[Entries pointing to labeled objects]
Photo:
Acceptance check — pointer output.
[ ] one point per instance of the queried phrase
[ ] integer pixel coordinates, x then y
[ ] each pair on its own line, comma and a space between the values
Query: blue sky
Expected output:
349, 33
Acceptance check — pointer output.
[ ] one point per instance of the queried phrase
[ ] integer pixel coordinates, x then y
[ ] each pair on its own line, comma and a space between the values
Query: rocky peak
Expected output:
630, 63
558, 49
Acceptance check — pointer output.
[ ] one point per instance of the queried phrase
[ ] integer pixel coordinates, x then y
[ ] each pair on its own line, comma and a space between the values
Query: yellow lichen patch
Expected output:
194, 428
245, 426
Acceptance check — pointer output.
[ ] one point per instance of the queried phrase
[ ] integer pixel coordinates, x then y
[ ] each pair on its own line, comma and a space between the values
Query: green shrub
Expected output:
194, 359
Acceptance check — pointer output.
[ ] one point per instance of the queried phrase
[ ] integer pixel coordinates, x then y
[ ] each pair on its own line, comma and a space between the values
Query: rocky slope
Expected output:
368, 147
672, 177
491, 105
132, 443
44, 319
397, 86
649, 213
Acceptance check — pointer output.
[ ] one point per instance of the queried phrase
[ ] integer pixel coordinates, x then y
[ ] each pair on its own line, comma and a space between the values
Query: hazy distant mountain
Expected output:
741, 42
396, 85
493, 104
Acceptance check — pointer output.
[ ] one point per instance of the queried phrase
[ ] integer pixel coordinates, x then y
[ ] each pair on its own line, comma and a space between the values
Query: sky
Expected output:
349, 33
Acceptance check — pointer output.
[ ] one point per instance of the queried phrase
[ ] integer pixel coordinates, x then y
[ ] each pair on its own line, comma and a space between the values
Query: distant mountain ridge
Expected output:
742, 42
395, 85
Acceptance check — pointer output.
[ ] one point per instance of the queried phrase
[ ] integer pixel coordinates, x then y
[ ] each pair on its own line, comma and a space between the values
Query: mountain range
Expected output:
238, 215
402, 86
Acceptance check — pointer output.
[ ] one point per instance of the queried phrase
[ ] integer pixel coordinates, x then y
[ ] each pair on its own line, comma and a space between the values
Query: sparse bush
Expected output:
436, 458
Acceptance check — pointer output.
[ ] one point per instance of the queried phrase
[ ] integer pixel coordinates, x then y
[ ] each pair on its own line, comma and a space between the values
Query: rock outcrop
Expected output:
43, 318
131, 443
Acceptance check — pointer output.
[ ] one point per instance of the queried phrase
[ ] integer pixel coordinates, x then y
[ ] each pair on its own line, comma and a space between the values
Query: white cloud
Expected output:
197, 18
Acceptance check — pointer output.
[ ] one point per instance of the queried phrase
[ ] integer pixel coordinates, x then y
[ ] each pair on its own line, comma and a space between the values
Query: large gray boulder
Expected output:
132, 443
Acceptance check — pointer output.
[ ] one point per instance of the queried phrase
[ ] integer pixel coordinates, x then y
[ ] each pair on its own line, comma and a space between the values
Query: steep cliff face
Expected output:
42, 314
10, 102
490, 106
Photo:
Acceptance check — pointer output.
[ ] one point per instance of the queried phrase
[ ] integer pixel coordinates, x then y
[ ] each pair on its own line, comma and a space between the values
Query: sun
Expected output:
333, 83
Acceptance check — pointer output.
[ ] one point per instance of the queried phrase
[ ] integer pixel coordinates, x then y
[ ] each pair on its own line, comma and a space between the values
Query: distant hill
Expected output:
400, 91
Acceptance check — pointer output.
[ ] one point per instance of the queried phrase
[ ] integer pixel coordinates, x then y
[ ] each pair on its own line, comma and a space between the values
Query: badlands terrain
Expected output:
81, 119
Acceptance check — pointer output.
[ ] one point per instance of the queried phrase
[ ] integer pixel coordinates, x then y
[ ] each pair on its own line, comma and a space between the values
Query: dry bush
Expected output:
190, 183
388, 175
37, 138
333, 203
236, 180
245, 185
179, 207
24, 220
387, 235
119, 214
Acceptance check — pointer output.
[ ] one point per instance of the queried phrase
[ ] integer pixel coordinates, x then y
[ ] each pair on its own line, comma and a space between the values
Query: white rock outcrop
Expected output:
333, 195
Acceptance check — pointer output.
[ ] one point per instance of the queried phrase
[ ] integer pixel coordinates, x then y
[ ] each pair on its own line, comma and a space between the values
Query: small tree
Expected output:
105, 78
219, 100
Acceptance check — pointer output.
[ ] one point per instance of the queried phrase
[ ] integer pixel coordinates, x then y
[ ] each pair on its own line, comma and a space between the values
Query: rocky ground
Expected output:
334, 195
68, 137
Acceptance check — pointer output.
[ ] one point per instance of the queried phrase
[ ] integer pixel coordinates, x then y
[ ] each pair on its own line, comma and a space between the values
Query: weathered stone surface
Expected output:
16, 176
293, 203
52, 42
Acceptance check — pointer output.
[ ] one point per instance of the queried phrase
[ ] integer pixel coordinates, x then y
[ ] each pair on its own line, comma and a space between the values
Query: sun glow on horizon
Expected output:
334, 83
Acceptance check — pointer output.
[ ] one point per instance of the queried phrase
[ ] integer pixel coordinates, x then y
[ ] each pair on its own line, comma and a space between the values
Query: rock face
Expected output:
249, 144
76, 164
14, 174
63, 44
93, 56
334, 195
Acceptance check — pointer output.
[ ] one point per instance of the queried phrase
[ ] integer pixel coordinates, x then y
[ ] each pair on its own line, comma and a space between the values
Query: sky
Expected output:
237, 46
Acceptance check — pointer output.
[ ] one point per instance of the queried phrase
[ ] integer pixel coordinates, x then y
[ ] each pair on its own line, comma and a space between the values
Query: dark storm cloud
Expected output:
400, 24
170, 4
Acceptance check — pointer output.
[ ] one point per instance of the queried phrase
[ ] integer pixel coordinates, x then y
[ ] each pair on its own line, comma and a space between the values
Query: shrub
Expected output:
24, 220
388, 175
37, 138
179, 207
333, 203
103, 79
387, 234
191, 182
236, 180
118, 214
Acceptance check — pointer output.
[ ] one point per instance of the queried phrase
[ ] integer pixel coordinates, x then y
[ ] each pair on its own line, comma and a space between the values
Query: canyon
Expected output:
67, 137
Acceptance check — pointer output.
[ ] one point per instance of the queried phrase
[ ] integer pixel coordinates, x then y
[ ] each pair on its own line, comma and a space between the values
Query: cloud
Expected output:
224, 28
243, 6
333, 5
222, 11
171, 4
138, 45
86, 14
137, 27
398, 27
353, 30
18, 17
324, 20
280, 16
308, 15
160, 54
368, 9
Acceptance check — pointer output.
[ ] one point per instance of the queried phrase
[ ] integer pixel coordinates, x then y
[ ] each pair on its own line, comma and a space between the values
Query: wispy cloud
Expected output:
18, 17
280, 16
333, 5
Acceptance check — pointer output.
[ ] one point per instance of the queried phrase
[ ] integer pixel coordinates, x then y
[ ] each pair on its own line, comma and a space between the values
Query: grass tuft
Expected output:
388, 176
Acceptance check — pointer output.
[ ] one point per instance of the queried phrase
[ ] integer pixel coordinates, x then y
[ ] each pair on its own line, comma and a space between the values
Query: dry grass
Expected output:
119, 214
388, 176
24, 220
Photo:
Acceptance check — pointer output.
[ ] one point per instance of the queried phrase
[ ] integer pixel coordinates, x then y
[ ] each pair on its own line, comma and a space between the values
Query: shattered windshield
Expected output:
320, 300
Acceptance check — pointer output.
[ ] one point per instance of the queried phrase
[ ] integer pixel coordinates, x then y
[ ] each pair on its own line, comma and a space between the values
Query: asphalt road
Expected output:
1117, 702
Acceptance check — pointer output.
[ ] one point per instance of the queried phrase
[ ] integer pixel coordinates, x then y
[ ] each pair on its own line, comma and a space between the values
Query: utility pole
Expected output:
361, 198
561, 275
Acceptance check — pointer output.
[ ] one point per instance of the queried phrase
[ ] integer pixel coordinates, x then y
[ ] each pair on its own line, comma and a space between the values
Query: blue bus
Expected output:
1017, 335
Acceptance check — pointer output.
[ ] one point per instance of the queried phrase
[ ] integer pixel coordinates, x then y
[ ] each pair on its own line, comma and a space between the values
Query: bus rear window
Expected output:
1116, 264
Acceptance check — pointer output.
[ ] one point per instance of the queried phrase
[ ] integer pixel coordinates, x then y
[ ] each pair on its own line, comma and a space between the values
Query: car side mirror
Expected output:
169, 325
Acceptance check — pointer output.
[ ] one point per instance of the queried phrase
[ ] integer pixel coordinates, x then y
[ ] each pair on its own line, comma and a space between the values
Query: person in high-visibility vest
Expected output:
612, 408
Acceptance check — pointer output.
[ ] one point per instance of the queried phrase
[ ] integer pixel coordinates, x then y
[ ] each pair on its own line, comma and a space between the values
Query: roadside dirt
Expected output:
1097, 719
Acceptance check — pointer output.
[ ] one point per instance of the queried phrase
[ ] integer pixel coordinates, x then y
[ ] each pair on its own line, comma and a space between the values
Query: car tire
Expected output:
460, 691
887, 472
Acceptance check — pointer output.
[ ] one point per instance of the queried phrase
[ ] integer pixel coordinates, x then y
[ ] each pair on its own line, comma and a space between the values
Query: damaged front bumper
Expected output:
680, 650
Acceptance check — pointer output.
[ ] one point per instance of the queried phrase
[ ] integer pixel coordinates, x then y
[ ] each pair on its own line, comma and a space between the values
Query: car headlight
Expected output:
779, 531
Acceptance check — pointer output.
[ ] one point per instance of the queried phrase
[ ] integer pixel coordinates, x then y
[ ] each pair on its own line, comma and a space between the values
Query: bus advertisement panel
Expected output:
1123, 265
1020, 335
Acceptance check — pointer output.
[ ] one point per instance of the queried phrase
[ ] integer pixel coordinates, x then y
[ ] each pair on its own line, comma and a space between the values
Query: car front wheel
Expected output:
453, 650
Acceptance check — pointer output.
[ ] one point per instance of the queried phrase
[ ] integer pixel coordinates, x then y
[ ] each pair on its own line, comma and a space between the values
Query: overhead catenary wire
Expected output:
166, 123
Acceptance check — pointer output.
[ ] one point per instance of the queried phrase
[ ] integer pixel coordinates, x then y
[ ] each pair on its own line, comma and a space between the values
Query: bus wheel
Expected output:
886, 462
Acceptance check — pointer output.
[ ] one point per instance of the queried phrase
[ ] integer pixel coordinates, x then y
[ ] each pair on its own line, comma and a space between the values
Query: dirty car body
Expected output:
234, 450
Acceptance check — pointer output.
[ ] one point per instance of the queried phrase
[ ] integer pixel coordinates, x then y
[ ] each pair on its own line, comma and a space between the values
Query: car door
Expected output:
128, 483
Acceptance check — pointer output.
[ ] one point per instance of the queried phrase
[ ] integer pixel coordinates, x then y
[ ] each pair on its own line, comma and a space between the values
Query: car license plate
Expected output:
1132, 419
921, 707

- _Request_
How many lines of the material above contain the string "distant"? Reply with the number alone.

- _Task response_
3